## Start Task inputs
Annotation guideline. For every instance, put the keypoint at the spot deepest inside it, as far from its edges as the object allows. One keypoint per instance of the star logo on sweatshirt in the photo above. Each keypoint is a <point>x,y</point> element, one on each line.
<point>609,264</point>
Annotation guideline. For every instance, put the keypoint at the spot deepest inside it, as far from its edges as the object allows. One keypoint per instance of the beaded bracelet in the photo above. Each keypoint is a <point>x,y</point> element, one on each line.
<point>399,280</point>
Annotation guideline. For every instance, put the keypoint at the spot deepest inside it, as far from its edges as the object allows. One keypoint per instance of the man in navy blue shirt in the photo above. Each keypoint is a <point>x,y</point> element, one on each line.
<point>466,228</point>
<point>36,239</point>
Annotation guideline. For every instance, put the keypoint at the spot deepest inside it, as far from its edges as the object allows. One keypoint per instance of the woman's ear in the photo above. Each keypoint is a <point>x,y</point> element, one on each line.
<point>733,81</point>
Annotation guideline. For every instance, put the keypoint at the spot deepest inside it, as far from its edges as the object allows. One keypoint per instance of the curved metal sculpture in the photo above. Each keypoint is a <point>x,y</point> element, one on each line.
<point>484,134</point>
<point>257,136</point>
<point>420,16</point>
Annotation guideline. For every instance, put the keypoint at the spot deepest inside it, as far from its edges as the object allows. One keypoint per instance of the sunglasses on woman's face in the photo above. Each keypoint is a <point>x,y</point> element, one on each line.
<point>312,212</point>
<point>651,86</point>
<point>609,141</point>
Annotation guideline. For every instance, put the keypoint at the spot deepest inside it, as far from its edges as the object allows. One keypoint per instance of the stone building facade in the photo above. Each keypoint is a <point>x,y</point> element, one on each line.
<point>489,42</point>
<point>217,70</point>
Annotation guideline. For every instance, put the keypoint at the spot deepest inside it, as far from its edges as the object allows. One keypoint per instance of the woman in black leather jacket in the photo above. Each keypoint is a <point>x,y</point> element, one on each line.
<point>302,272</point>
## End Task inputs
§ Objective
Copy each of the entries above word for word, without changing anything.

§ Result of the exercise
Annotation guideline. For every instance, put the keypoint at the spot deepest inside it, as far from its edges as the object allows. One keypoint per instance of the star logo on sweatshirt in the photo above. Each keypoint is a <point>x,y</point> element, one on each line.
<point>609,264</point>
Annotation guideline. For every instance, put the keypoint at the spot deepest inside it, as far from its edges as the object allows. One keypoint per instance of the beaded bracelet in the photo above. Each keypoint is a <point>x,y</point> element, one on each line.
<point>399,280</point>
Annotation guideline. For every instance, put the keypoint at the spot deepest inside it, as far from its edges as the object allows. One keypoint per instance of the man in navy blue shirt in the photo above. Each keypoint is a <point>x,y</point> element, one on each line.
<point>466,228</point>
<point>36,239</point>
Annotation guideline. For every instance, put the keypoint at the spot deepest inside it, as far from its edges as the object allows. One keypoint per instance of the woman's ear in the photo above. Each keypoint is a <point>x,y</point> element, one on each line.
<point>733,81</point>
Annotation guideline. For every instance, put the keypoint at the spot deepest inside it, as far from its edges as the object allows. One keypoint per instance of the curved metal sculpture in the photo above. Each keypoint is a <point>x,y</point> element, one on each line.
<point>484,134</point>
<point>257,136</point>
<point>420,16</point>
Annotation guideline. For every instance, put the keypoint at the spot deepest inside it, as far from its edges as the object allows. One keypoint per instance of the sunglasses on woman's face in the photo above. Each keypoint is a <point>x,y</point> element, one on each line.
<point>312,212</point>
<point>651,86</point>
<point>609,141</point>
Annotation guideline. For every instance, put the keypoint at the spot deepest inside it, as far from its edges as the object allows. One keypoint per instance of the stone building facade in the photo above. Each keypoint is a <point>x,y</point> element, one on each line.
<point>489,42</point>
<point>217,70</point>
Annotation guideline. For every instance, put the keypoint at the spot deepest inside it, as far from its edges as the object allows. One keypoint per instance of the woman in black leather jacket in the photo above. Each keypoint is a <point>x,y</point> element, one on each line.
<point>302,272</point>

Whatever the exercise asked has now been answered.